Reproduce every item below with "axis-aligned bounding box" substituted for each occurrence of "axis-aligned box", leaving everything else unchanged.
☆ ☆ ☆ ☆ ☆
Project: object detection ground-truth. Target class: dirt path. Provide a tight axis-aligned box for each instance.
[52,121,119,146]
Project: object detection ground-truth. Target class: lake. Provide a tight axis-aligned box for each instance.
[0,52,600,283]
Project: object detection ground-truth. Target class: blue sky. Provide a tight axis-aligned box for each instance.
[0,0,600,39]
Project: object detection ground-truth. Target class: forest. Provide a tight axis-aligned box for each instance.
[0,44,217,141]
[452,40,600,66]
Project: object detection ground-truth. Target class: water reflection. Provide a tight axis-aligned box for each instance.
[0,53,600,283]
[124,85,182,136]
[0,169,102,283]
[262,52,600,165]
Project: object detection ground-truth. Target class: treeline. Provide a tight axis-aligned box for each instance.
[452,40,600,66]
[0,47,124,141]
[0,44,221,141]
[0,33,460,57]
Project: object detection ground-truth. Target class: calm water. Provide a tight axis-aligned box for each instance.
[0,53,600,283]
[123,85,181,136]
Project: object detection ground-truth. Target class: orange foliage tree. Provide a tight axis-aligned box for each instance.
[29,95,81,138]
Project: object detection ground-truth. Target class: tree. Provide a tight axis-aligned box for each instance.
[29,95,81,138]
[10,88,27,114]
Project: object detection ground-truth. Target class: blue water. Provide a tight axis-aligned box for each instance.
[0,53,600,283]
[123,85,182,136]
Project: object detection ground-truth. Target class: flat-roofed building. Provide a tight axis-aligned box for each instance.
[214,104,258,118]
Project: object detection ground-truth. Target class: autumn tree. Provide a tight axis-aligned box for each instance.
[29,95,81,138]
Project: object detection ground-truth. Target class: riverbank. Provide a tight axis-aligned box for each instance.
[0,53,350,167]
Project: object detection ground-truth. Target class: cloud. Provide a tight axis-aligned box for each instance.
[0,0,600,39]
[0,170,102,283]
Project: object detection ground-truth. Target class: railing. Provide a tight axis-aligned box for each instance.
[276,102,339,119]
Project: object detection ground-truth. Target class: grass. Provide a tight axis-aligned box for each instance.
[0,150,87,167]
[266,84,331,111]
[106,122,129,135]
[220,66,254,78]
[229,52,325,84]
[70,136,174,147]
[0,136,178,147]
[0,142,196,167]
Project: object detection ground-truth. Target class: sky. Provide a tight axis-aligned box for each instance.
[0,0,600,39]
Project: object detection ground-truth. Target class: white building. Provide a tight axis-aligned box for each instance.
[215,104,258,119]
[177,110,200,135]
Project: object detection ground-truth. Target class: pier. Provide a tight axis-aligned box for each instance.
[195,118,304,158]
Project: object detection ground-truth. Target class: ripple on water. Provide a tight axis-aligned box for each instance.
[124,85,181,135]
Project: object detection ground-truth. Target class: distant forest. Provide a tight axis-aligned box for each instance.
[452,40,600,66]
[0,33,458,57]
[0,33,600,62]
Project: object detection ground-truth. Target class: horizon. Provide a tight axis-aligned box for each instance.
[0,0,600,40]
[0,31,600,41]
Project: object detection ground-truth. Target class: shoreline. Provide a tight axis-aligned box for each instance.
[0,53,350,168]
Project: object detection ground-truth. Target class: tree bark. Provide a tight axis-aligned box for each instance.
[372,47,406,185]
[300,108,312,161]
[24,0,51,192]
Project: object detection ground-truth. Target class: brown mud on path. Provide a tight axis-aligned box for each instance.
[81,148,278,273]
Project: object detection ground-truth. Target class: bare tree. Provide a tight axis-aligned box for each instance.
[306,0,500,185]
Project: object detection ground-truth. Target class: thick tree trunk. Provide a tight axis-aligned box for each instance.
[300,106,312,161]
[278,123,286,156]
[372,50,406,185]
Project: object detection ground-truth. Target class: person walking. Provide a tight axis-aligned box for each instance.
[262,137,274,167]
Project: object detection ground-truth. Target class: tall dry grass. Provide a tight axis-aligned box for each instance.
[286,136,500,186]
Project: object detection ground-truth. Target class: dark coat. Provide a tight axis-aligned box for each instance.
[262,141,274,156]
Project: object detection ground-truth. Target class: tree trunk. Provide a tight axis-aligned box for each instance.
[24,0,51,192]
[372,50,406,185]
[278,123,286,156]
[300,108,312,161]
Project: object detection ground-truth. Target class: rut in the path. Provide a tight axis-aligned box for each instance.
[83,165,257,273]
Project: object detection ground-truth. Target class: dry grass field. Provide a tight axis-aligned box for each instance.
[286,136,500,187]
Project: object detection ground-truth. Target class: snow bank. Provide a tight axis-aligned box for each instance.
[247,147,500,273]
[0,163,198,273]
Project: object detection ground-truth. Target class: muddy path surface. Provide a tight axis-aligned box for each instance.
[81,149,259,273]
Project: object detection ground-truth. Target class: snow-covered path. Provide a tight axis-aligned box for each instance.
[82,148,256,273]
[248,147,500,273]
☆ ☆ ☆ ☆ ☆
**FULL SOLUTION:**
Project: object detection ground-truth. Target class: dirt path. Provide a tight axis-aligned bounding box for each instance.
[52,121,119,146]
Project: object detection ground-truth. Target class: lake. Provide a tight axis-aligned bounding box for each instance.
[0,52,600,283]
Project: object detection ground-truth. Target class: blue sky. Provide a tight axis-aligned bounding box for each instance.
[0,0,600,39]
Project: object detection ground-truth. Target class: forest. Provide a tight axis-aligned bounding box for each instance.
[0,44,217,141]
[452,40,600,66]
Project: object detection ground-truth. Target class: water reflection. Provide a tight axis-aligned bounding box for each instance.
[0,53,600,283]
[124,85,182,136]
[0,169,102,283]
[262,52,600,165]
Project: object detection ground-truth. Target class: treeline. Provide a tight axis-aligned bounding box for each instance.
[452,40,600,66]
[0,47,124,141]
[0,44,221,141]
[0,33,460,57]
Project: object detection ground-truth. Target class: calm water. Provide a tight axis-aligned bounding box for each instance.
[0,53,600,283]
[123,85,181,136]
Project: object detection ground-truth. Target class: orange foliage tree. Provide a tight axis-aligned bounding box for each instance.
[29,95,81,138]
Project: object detection ground-truth. Target class: tree. Provide a tight axis-aligned bounding box for each instance.
[29,95,81,138]
[10,88,27,114]
Project: object detection ground-truth. Target class: blue water. Provide a tight axis-aligned bounding box for each instance.
[0,53,600,283]
[123,85,182,136]
Project: object detection ground-truth. Target class: flat-roofed building. Provide a tight axis-aligned bounding box for each instance.
[214,104,258,118]
Project: object detection ground-truth. Target class: autumn tree. Provide a tight axis-aligned bounding box for each instance.
[29,95,81,138]
Project: object detection ground-truth. Target class: riverbank. Provide a tight axis-aligned bounding box for each instance.
[0,53,350,167]
Project: object detection ground-truth. Target class: cloud. Provide a tight axis-aligned bounding box for each instance.
[0,0,600,39]
[0,170,102,283]
Project: object detection ground-truth. Target class: railing. Provide a tight axis-aligned bounding box for each instance.
[276,102,339,119]
Project: object detection ground-truth. Target class: grass. Provide a tight axis-aligned bounding box for each instance.
[0,150,87,167]
[266,84,331,111]
[106,122,129,135]
[220,66,254,78]
[229,52,325,84]
[70,136,174,147]
[0,136,178,147]
[0,142,196,167]
Project: object detection ground-truth. Target class: sky. Provide a tight axis-aligned bounding box for each instance.
[0,0,600,39]
Project: object detection ground-truth. Target class: white building. Provide a tight axis-aligned bounding box for each instance.
[215,104,258,119]
[177,110,200,135]
Project: object detection ground-truth. Target class: pier. Provide a tight axis-aligned bounding box for each instance.
[195,118,304,158]
Project: object detection ground-truth. Target class: ripple on water. Provide a tight axis-aligned bounding box for each instance.
[124,85,181,135]
Project: object detection ground-truth. Target class: distant forest. Provide a tight axis-aligned bounding box for each instance.
[452,40,600,66]
[0,33,458,57]
[0,33,600,62]
Project: object detection ground-truth. Target class: horizon. Provide a tight axis-aligned bounding box for each instance.
[0,0,600,40]
[0,31,600,41]
Project: object detection ground-truth. Target class: shoreline. Provide a tight axis-aligned bounding box for each instance.
[0,53,350,168]
Project: object detection ground-truth. Target class: tree bark. Provide a tight axis-aligned bounding box for each instance.
[372,47,406,185]
[300,108,312,161]
[24,0,51,192]
Project: object detection ground-truth. Target class: brown mud on path. Provide a tight axis-aligned bounding box for each instance.
[81,148,278,273]
Project: object detection ground-truth. Target class: bare tree. Provide a tight axis-aligned bounding box for each instance.
[306,0,500,185]
Project: object detection ground-truth. Target class: thick tree trunk. Provide a tight axis-aligned bounding box for each instance.
[300,106,312,161]
[278,123,286,156]
[372,50,406,185]
Project: object detection ground-truth. Target class: person walking. Provide a tight axis-aligned bounding box for each instance.
[262,137,274,167]
Project: object detection ground-truth. Target class: tall dry grass. Provide a tight axis-aligned bounding box for each instance.
[286,136,500,186]
Project: object detection ground-truth. Target class: dark coat. Provide a tight axis-aligned bounding box for each instance.
[262,141,274,156]
Project: object detection ground-truth. Target class: tree trunk. Provide a tight axis-aligned bounding box for each instance.
[24,0,51,192]
[372,50,406,185]
[278,123,286,156]
[300,108,312,161]
Project: object detection ground-truth. Target class: rut in the path. Provide a tight axis-aligned bounding box for each instance.
[83,165,257,273]
Project: object detection ground-truth. Target class: dry grass field. Provide a tight axis-aligned bounding box for each instance.
[286,136,500,187]
Project: object detection ground-truth. Target class: snow bank. Provide a tight axis-aligned bounding box for each instance.
[247,147,500,273]
[0,163,198,273]
Project: object detection ground-truth. Target class: muddy path surface. Provide a tight axis-aligned bounding box for each instance.
[81,149,259,273]
Project: object detection ground-truth. Target class: snow-covered path. Provide a tight axis-aligned bounding box for each instance.
[82,148,256,273]
[248,147,500,273]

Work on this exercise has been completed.